+++ Given data +++

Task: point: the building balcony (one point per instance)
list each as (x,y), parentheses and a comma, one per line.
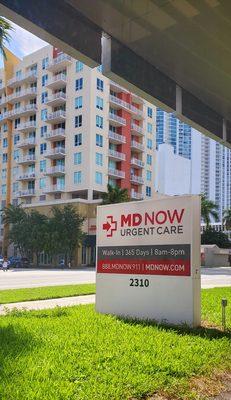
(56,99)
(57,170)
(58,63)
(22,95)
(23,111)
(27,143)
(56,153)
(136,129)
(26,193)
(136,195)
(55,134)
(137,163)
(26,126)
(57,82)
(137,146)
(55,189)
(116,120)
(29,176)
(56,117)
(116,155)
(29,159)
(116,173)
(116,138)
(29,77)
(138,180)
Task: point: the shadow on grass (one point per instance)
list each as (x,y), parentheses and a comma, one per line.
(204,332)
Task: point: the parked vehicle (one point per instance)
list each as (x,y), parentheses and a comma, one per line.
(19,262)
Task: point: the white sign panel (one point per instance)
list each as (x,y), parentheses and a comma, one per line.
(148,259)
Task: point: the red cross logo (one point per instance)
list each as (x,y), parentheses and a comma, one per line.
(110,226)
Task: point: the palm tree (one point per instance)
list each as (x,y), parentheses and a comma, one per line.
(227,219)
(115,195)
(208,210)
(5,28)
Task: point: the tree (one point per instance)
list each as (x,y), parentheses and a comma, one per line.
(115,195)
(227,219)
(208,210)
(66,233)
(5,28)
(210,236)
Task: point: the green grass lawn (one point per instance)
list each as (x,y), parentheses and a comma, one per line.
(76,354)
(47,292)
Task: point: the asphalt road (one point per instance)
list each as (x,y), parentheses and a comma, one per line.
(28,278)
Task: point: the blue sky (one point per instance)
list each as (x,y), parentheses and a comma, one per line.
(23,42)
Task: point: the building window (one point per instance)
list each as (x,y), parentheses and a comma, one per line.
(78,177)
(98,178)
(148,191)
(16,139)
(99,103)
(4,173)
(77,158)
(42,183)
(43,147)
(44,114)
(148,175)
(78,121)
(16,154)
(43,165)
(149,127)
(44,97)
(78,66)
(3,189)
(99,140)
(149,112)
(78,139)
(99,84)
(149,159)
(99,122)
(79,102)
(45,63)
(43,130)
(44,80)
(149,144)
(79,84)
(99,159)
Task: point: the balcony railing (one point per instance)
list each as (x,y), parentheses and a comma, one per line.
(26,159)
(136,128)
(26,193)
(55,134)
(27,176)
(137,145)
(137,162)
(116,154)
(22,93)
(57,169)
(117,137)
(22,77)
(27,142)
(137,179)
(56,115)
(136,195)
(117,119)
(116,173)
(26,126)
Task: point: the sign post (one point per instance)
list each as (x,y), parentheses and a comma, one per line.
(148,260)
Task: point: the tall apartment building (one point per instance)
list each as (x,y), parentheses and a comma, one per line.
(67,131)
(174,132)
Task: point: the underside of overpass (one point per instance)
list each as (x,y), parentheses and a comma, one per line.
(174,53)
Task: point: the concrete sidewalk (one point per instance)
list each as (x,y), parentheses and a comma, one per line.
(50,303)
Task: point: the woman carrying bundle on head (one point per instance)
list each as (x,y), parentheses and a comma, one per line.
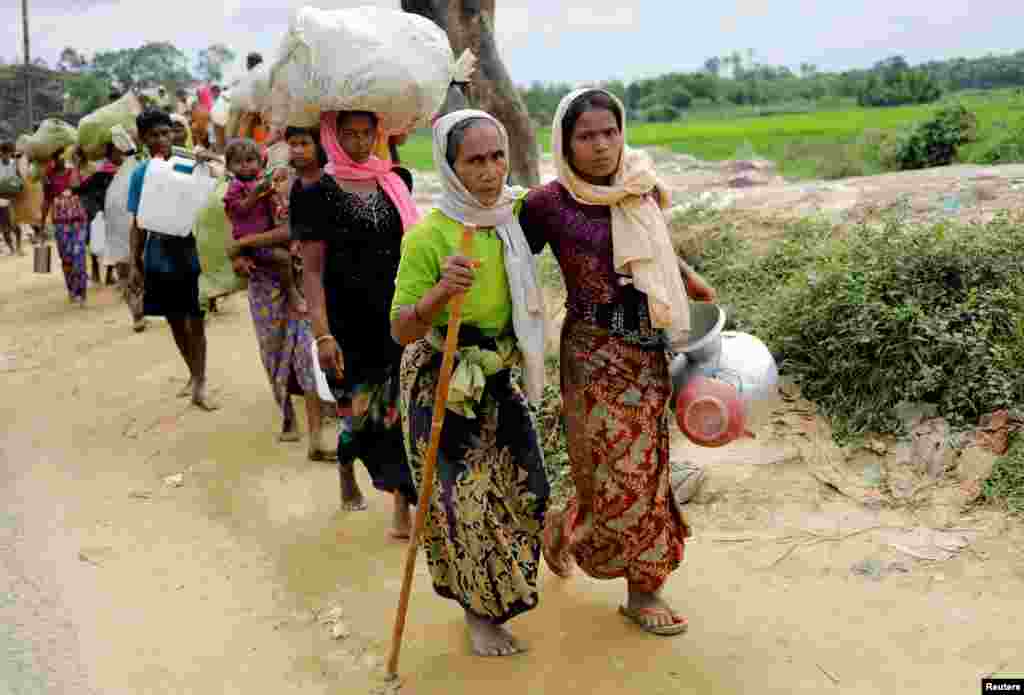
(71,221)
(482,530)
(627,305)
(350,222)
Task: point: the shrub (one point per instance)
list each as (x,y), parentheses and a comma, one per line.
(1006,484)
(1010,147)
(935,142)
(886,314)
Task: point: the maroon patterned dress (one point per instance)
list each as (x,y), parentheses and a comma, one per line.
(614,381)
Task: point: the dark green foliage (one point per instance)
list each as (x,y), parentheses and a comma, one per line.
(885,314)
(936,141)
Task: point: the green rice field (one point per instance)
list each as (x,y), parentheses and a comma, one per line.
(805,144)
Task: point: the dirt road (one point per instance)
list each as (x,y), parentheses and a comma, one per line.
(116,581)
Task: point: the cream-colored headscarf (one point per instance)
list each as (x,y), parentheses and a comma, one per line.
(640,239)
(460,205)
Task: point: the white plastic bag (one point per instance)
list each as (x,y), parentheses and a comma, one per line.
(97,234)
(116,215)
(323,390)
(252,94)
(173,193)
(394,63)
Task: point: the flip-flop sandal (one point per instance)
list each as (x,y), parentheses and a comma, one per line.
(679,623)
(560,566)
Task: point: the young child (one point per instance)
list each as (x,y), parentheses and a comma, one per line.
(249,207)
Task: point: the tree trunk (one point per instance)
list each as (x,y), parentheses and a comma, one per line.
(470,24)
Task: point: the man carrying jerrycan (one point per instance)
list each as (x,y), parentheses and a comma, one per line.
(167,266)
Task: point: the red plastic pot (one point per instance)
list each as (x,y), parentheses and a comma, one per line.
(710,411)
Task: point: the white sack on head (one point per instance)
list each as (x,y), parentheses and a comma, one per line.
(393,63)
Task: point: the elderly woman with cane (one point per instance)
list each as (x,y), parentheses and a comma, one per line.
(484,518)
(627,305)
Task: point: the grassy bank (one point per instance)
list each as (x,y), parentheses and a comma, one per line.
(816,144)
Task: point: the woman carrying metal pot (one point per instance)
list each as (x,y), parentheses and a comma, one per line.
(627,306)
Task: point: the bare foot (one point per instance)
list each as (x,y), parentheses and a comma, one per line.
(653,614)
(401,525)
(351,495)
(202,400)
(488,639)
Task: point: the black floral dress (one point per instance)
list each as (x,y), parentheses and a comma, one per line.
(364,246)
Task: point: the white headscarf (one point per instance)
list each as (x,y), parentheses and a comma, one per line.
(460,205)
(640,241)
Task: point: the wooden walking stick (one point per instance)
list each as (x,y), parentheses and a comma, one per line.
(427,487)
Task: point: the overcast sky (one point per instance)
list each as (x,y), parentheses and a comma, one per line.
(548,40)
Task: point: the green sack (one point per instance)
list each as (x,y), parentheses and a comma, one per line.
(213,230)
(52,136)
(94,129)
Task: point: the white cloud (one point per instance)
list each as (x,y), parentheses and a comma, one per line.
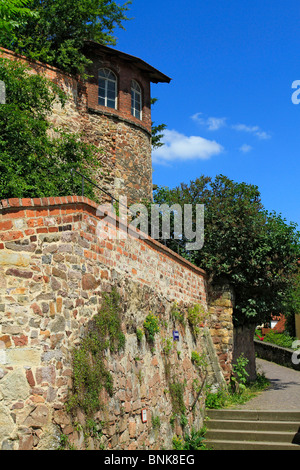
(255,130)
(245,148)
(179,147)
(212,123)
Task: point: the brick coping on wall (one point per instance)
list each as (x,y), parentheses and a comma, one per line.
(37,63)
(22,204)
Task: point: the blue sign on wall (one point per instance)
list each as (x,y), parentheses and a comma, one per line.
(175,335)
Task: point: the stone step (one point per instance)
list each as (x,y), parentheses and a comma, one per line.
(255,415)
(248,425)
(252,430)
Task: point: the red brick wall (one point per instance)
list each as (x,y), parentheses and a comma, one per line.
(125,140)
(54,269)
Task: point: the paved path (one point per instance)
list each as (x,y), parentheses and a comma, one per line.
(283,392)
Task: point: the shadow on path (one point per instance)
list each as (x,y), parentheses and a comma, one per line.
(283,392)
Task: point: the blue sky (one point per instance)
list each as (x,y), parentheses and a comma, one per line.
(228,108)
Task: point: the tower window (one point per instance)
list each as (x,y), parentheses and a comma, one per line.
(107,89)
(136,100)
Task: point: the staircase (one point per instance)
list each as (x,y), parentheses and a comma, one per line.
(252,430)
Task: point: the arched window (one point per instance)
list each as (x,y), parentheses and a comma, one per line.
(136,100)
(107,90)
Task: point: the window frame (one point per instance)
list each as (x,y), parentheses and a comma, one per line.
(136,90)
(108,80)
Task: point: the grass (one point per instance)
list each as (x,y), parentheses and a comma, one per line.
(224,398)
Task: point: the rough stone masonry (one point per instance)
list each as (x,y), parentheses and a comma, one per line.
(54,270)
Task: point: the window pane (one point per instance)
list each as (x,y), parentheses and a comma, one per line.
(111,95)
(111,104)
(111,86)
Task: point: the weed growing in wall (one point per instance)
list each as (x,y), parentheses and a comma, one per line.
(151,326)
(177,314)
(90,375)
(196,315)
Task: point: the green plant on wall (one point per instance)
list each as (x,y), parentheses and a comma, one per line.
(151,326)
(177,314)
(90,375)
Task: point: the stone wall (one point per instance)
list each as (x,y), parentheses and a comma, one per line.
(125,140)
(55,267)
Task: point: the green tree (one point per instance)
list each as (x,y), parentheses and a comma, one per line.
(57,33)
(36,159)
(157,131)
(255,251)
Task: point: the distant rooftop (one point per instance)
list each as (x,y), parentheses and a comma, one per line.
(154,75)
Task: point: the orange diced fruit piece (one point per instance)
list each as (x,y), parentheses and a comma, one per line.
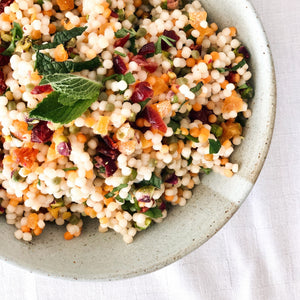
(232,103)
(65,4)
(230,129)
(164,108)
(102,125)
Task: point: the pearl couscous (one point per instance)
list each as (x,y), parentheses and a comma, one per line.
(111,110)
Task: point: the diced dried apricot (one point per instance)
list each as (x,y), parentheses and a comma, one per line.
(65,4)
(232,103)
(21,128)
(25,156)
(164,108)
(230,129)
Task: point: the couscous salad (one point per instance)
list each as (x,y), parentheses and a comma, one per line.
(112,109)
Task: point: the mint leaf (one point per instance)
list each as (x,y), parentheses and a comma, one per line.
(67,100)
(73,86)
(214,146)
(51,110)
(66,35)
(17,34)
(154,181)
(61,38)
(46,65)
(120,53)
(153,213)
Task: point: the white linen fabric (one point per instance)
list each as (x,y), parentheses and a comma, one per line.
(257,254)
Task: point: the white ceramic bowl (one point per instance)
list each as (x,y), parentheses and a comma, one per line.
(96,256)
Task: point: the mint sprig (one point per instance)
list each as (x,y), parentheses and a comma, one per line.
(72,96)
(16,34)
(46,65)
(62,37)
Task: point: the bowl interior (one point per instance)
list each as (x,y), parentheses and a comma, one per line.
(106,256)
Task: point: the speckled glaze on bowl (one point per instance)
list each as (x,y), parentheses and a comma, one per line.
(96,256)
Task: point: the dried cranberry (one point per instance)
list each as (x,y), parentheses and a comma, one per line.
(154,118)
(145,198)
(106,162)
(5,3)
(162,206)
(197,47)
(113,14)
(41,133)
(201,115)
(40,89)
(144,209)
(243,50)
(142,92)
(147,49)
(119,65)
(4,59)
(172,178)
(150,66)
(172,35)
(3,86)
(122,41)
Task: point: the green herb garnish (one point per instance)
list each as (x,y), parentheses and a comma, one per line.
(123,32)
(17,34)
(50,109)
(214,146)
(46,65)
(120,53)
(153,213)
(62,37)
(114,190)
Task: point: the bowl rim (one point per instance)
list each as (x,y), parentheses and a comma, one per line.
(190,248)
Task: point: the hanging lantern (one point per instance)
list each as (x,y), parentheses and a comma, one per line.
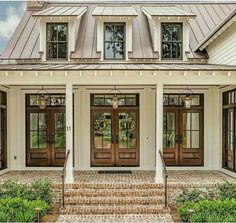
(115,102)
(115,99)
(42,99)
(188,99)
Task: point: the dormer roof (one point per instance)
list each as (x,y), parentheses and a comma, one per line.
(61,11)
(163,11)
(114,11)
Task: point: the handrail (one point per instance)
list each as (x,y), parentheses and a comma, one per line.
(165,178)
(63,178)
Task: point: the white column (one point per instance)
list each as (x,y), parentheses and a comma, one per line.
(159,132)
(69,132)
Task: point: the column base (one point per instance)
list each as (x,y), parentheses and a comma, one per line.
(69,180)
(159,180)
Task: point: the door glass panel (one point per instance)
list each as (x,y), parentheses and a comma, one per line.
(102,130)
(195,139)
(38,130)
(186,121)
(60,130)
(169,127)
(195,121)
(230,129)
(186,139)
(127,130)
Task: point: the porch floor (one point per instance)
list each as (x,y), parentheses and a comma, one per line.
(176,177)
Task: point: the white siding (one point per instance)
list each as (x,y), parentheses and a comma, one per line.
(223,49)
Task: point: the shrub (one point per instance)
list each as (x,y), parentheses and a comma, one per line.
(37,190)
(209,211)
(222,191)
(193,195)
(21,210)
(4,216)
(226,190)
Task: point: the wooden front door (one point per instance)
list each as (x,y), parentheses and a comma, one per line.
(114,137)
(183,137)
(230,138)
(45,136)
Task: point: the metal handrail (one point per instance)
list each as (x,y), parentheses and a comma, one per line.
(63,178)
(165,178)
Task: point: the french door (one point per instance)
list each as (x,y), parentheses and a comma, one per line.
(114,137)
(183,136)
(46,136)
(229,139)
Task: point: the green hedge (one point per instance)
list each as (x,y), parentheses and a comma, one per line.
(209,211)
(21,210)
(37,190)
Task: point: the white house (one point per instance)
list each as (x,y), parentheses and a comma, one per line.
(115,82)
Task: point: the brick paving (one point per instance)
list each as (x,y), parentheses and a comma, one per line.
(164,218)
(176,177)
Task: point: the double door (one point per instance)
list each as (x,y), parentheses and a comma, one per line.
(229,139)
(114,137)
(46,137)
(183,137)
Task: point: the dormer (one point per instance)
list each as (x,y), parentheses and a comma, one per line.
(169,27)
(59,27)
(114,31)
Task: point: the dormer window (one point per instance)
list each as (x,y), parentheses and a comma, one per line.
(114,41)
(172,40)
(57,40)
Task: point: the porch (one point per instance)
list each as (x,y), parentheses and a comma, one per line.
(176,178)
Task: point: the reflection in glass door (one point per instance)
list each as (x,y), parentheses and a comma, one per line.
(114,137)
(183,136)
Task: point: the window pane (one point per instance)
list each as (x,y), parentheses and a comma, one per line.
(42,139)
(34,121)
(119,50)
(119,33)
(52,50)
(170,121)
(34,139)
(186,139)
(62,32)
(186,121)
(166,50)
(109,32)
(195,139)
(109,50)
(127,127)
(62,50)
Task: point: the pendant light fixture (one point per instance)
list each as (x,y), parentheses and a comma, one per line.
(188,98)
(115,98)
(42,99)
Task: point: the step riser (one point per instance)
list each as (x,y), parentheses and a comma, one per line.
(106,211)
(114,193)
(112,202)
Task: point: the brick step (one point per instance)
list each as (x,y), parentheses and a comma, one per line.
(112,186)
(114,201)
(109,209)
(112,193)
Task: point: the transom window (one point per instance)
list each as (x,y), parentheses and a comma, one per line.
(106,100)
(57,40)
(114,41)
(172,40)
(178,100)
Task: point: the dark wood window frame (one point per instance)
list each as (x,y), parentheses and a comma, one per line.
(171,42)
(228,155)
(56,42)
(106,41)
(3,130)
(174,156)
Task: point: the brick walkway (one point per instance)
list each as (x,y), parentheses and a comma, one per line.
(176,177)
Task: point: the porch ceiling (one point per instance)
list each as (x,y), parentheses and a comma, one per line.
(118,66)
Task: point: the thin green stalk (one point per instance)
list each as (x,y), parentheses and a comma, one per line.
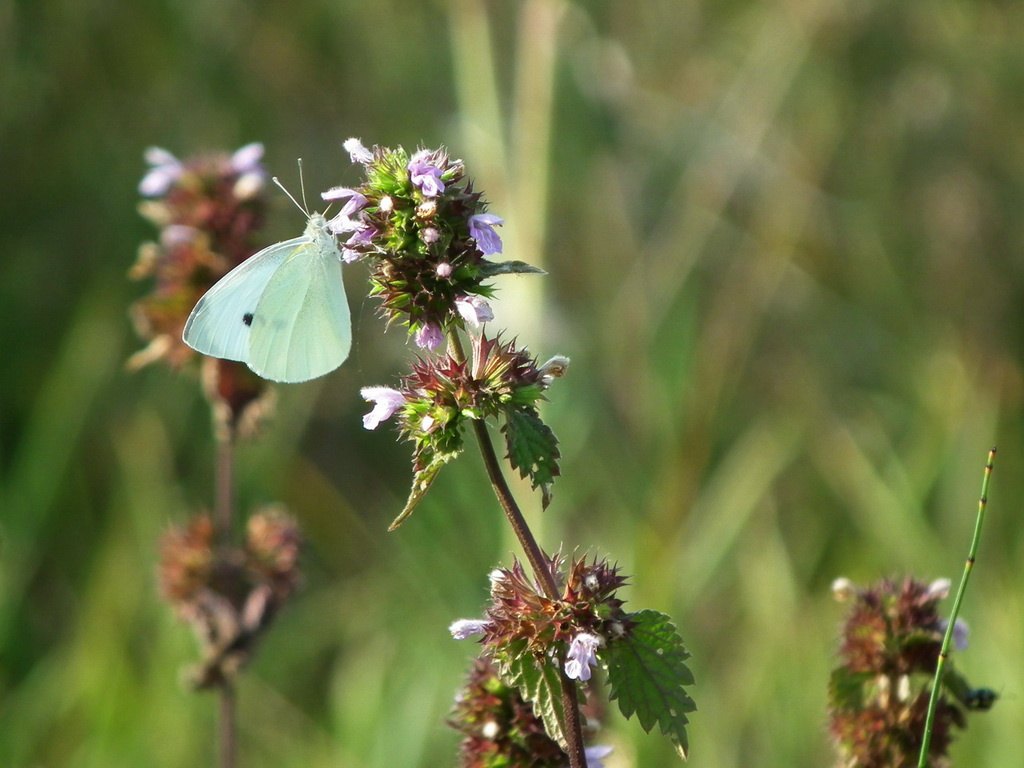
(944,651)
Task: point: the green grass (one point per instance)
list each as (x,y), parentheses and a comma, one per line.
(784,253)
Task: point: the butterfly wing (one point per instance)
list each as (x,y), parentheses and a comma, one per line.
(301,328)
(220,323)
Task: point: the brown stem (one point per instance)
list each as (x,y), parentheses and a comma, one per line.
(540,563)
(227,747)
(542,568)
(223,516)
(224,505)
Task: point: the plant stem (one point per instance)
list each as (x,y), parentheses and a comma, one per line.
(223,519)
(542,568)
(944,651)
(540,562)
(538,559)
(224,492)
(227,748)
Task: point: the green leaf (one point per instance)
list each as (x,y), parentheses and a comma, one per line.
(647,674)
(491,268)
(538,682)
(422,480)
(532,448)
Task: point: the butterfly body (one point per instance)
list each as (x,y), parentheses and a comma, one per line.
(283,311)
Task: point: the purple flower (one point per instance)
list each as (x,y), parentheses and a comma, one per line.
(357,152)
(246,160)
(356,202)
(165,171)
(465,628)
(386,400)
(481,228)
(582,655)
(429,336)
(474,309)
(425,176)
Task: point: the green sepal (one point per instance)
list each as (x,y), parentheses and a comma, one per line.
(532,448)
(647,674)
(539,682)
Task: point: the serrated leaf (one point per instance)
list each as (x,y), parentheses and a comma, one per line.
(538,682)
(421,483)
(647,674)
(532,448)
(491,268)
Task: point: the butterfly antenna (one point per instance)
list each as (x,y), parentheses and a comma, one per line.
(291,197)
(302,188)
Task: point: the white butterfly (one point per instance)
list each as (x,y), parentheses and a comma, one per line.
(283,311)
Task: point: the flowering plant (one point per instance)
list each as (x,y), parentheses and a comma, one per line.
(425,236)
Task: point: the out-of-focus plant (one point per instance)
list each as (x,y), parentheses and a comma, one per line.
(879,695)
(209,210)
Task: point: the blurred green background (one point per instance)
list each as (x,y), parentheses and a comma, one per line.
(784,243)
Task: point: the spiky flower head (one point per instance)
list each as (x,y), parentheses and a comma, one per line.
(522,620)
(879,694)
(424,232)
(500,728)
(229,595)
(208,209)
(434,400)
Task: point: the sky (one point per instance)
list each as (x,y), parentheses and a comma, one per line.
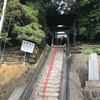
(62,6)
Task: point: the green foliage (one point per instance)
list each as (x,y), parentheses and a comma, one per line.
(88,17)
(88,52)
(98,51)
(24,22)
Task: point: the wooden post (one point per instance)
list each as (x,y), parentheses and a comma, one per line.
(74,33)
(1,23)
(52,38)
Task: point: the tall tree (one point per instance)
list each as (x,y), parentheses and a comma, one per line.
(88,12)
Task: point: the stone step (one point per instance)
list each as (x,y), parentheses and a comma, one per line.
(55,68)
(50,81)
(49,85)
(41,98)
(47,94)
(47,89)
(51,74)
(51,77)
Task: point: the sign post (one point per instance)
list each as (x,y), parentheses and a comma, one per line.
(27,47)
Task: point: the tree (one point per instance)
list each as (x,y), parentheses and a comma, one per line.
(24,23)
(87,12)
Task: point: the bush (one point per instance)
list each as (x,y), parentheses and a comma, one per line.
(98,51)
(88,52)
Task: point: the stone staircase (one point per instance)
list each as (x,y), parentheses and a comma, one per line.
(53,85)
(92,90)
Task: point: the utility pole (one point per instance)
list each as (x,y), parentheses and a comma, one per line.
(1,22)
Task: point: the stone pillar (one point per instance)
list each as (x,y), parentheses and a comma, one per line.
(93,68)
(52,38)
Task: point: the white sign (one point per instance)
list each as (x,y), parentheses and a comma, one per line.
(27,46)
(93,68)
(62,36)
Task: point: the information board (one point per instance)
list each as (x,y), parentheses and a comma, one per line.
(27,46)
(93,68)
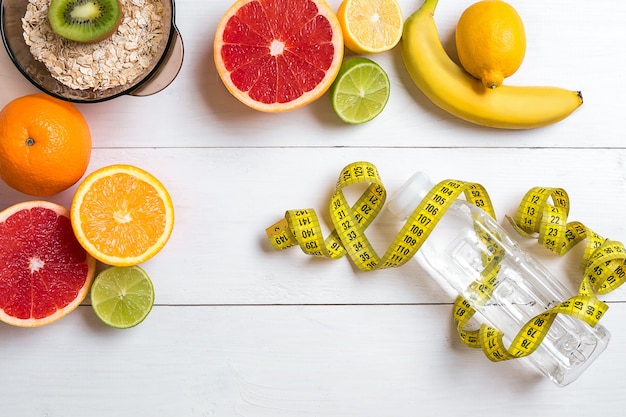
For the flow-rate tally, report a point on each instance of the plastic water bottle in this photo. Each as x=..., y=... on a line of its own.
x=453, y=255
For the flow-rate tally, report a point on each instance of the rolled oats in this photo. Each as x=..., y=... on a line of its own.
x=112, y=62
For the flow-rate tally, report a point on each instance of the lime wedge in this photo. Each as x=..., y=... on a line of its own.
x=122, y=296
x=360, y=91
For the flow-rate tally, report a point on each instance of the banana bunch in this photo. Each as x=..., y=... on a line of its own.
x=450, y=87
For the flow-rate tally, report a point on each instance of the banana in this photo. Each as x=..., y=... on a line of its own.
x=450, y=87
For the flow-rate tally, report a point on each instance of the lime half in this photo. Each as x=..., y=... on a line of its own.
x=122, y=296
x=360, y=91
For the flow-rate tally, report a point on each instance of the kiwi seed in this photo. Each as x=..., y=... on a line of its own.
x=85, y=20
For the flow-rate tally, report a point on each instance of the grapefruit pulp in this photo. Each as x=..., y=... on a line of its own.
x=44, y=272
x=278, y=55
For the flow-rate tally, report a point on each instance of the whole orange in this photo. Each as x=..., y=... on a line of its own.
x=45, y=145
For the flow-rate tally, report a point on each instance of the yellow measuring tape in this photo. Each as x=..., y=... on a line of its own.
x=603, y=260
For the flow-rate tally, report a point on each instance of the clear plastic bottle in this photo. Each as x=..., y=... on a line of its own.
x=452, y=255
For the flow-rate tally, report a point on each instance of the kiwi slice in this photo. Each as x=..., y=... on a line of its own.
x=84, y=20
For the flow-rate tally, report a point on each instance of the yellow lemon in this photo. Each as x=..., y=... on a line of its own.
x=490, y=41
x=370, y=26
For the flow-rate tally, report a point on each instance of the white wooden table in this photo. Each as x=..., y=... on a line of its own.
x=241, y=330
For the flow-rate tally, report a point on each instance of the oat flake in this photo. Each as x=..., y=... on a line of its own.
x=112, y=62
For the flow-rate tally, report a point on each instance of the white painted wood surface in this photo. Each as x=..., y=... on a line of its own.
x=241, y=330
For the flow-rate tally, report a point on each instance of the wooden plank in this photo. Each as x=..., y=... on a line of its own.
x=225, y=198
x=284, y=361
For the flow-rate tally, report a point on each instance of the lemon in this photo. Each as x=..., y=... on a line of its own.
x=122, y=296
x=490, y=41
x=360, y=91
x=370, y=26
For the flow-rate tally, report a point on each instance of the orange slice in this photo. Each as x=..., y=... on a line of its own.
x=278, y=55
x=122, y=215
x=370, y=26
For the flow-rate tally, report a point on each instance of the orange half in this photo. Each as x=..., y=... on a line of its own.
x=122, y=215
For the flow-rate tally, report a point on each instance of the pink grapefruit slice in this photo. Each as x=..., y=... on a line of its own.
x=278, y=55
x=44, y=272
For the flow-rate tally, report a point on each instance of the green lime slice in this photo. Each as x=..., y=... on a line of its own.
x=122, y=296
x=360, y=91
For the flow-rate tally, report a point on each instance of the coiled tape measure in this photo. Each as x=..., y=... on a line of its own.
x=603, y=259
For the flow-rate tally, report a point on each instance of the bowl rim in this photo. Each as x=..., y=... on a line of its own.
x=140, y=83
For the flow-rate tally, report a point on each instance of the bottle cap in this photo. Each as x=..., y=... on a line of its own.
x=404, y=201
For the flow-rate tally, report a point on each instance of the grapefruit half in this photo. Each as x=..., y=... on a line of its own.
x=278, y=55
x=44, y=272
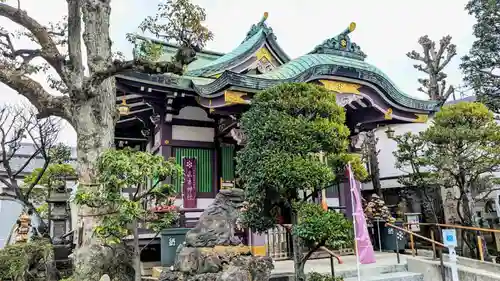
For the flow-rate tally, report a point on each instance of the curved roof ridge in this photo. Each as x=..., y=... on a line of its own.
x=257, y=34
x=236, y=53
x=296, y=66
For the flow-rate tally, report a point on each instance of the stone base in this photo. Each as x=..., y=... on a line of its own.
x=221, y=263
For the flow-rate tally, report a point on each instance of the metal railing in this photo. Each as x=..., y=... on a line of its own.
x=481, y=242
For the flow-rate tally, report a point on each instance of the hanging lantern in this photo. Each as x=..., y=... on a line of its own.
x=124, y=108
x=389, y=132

+++

» **Exercise directions**:
Of the lines above, copy each one that contains the word "carrying".

» **Answer box**:
Task: point: the woman carrying bundle on head (one point per instance)
Task: point: the man carrying jerrycan (one point per instance)
Task: point: the woman carrying metal pot (one point per instance)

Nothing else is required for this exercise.